== COSA FARE ==
Come prosegue la decisione della Corte sportiva d'appello sul reclamo della A.S. Roma riportata più sotto? Scrivine il seguito, ripartendo subito dopo l'ultima frase.

== ESTRATTO DELLA FONTE ==

────

F.I.G.C. – CORTE SPORTIVA D’APPELLO – Sezioni Unite – 2021/2022 – figc.it – atto non ufficiale – DECISIONE N. 249/CSA pubblicata il 12 Aprile 2022 – A.S. Roma S.p.A.

Decisione n. 249/CSA/2021-2022        

Registro procedimenti n. 199/CSA/2021-2022 

 

LA CORTE SPORTIVA D’APPELLO NAZIONALE

SEZIONI UNITE

 

composta dai Sigg.ri:

Carmine Volpe – Presidente

Pasquale Marino – Componente

Patrizio Leozappa – Componente

Umberto Maiello- Componente (relatore)

Lorenzo Attolico - Componente

Franco Granato- Rappresentante AIA

ha pronunciato la seguente

DECISIONE

sul preannuncio di reclamo numero 199/CSA/2021-2022, proposto dalla società A.S. Roma S.p.A.,

per la riforma della decisione del Giudice Sportivo presso la Lega Nazionale Professionisti Serie A, di cui al Comunicato Ufficiale n. 186 del 22.02.2022; 

RITENUTO IN FATTO E CONSIDERATO IN DIRITTO

La società A.S. Roma, con nota del 23 febbraio 2022  e nell’interesse del proprio tesserato Josè Dos Santos Mourinho, preannunciava reclamo avverso la decisione assunta dal giudice sportivo presso la Lega italiana Calcio Professionistico Serie A e resa pubblica mediante comunicato ufficiale n. 186 del 22 febbraio 2022.

Ciò nondimeno, la suddetta società, all’esito dell’acquisizione degli atti di gara, trasmessi dalla Segreteria con pec del 25.2.2022, non depositava l’atto di reclamo.

────

== VOCI DEL DATASET ==
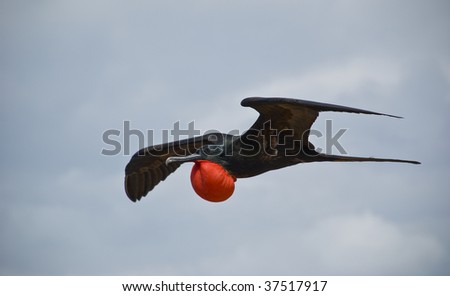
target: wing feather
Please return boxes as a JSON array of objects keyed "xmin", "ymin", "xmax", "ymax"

────

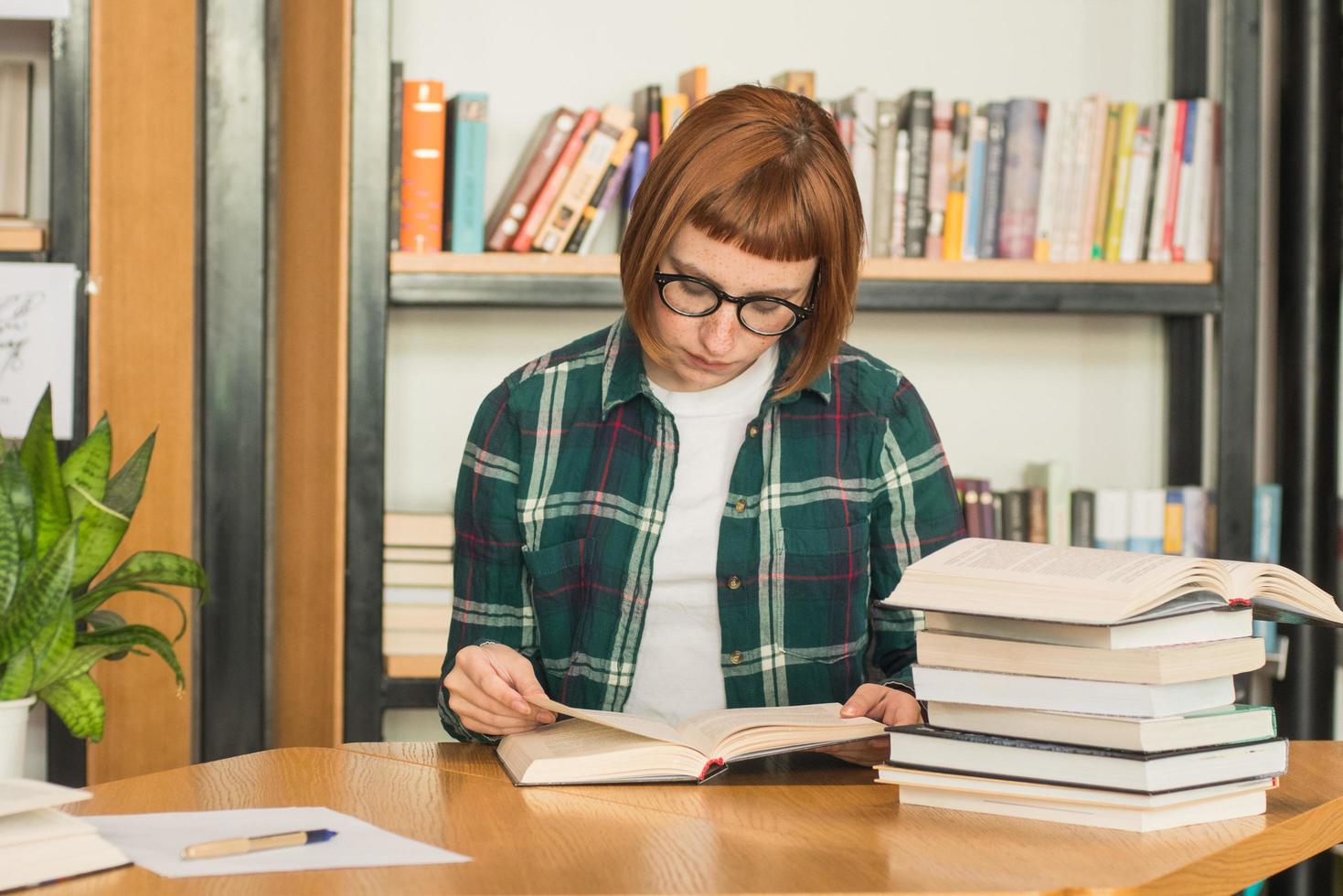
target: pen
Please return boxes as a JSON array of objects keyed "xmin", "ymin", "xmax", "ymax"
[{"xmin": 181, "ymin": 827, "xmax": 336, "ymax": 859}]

────

== RISPOSTA QUI SOTTO ==
Il compito rimesso a questa Corte, nella composizione a Sezioni Unite e in ragione della sua funzione nomofilattica, involge, per i profili di rilevanza e di principio della questione qui in rilievo e in ragione della possibile formazione di contrasti giurisprudenziali, l’esegesi della disposizione di cui all’art.  71, comma 3, del Codice di Giustizia Sportiva della FIGC (di seguito anche solo Codice), ultimo periodo, nella parte in cui prevede che, “In caso di mancato deposito del reclamo nel termine indicato, la Corte sportiva di appello non è tenuta a pronunciare”.

Segnatamente, la quaestio iuris qui devoluta all’attenzione della Corte attiene agli sviluppi che in rito determina il mancato deposito del reclamo sebbene preannunciato. Occorre in altri termini chiarire se, ed eventualmente in che forma e a quali condizioni, la Corte sia tenuta a riscontrare, con un proprio provvedimento formale, la dichiarazione di preannuncio del reclamo depositata dalla parte.

Tanto premesso, mette conto evidenziare che, solo con il Codice del giugno 2019, è stato introdotto nell’ordinamento endofederale il principio regolatorio qui in rilievo, che dispensa questa Corte dall’obbligo di pronunciarsi.

La divisata regula iuris risulta riprodotta anche all’articolo 67, comma 2, relativamente ai procedimenti innanzi al giudice sportivo, e all’art. 76, comma 3, per i procedimenti innanzi alla Corte Sportiva di appello a livello territoriale, tutti contraddistinti da un’articolazione bifasica, qualificata dal preannuncio del ricorso (ovvero del reclamo per i procedimenti di secondo grado, innanzi alla Corte Sportiva, nelle sue articolazioni, nazionale e territoriale) cui segue il deposito del ricorso ( ovvero del reclamo).

Sul punto, le singole Sezioni di questa Corte hanno ritenuto, senza affrontare ex professo la questione, di doversi comunque pronunciare pur in mancanza del deposito dell’atto di reclamo, limitandosi a prendere atto della mancata presentazione della domanda e definendo il procedimento con una declaratoria di inammissibilità (cfr. ex multis Sezione

Seconda n.166 del 4.11.2019, n. 131 del 7.2.2020, n. 150 del 12.2.2020; Sezione Terza, n. 40 del 25.10.2019, n. 146 del 20.1.2020, n. 173 del 3.5.2021, n. 84 del 12.2.2021, Sezione Prima, n. 22 del 4.12.2020).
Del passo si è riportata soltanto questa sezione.